• **Exercise directions**: Reproduce the passage on deepfake video detection word for word, starting with "To evaluate the" and going on through "in Section 3.1.3.".

• **Text passage**:
* * * * * * * * *
To evaluate the contribution of this innovative methodology, we performed a comparative analysis involving three model configurations: (i) a CoAtNet model trained from scratch, (ii) CoAtNet pre-trained on ImageNet [63], and (iii) CoAtNet pre-trained using VGG16 weights [64], referred to as CoAtNet16. To further improve CoAtNet16, we applied several data augmentation strategies [65,66,67]. The configuration with the augmentation method from [67] is denoted as CoAtNet16A. The details of the experiment result are found in Section 3.1.3.

3.1.3. Parameter Settings

In this section, we describe the parameter settings applied in our experiments, and we explain the different experiments used to explore and evaluate features and variations in deepfake video detection. The batch size that was used is 16, and the initial learning rate is 1 × 10⁻³. Moreover, the AdamW optimiser was used to train the model for 50 epochs. The code was run on an NVIDIA A100 Tensor Core GPU, which is supported by the Aziz Supercomputer operated by the Center of Excellence in High-Performance Computing [68]. The base model was trained with three frame sizes: 32 × 32, 128 × 128, and 224 × 224. According to the results in Table 4, using a frame size of 224 × 224 produced better AUC performances. In the following subsections, we present the results of three experiments for deepfake video detection. These experiments aim to determine the effectiveness of transfer learning, image transformation, and texture-based features in enhancing detection accuracy across various manipulation methods and datasets. We conducted extensive experiments; however, for the sake of clarity in the manuscript, we present the best experimental results for the following:

Table 4. Model performance (AUC) with different frame sizes. The models were trained on DeepFakes.
* * * * * * * * *
• **Records**:
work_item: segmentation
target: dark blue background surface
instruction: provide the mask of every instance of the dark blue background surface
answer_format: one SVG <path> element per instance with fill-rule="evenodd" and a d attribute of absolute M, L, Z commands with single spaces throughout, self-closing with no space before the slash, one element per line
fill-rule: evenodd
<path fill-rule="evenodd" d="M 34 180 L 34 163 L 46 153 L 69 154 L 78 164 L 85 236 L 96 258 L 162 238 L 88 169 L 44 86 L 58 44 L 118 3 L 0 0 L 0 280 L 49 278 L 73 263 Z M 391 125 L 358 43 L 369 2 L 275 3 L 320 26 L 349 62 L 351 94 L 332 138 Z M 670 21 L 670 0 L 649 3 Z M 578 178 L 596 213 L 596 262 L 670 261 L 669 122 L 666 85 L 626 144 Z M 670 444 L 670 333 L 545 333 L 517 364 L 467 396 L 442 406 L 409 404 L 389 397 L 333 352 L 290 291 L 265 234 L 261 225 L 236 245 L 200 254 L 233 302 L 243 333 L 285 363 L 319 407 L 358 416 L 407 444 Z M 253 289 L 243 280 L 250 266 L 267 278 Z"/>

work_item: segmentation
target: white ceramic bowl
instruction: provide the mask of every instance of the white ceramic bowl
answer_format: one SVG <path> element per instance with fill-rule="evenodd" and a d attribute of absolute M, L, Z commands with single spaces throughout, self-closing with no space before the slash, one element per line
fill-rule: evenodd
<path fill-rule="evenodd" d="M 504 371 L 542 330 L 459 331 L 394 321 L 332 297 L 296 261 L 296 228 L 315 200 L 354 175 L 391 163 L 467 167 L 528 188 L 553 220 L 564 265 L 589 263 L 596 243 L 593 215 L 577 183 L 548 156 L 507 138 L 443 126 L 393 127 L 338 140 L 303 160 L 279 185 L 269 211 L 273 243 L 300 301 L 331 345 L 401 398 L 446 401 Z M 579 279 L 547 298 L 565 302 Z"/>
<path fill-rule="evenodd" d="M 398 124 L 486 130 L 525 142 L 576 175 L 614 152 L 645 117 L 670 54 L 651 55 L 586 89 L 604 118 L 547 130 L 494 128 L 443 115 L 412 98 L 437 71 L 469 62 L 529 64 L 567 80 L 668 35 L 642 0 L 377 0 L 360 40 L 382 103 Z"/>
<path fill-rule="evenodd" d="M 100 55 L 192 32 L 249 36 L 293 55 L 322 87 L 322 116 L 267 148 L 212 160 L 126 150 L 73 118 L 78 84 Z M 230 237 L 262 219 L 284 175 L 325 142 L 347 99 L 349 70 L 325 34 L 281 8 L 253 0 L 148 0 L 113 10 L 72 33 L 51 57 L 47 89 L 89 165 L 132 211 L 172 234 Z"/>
* * * * * * * * *
• **Result for this exercise**:
To evaluate the contribution of this innovative methodology, we performed a comparative analysis involving three model configurations: (i) a CoAtNet model trained from scratch, (ii) CoAtNet pre-trained on ImageNet [63], and (iii) CoAtNet pre-trained using VGG16 weights [64], referred to as CoAtNet16. To further improve CoAtNet16, we applied several data augmentation strategies [65,66,67]. The configuration with the augmentation method from [67] is denoted as CoAtNet16A. The details of the experiment result are found in Section 3.1.3.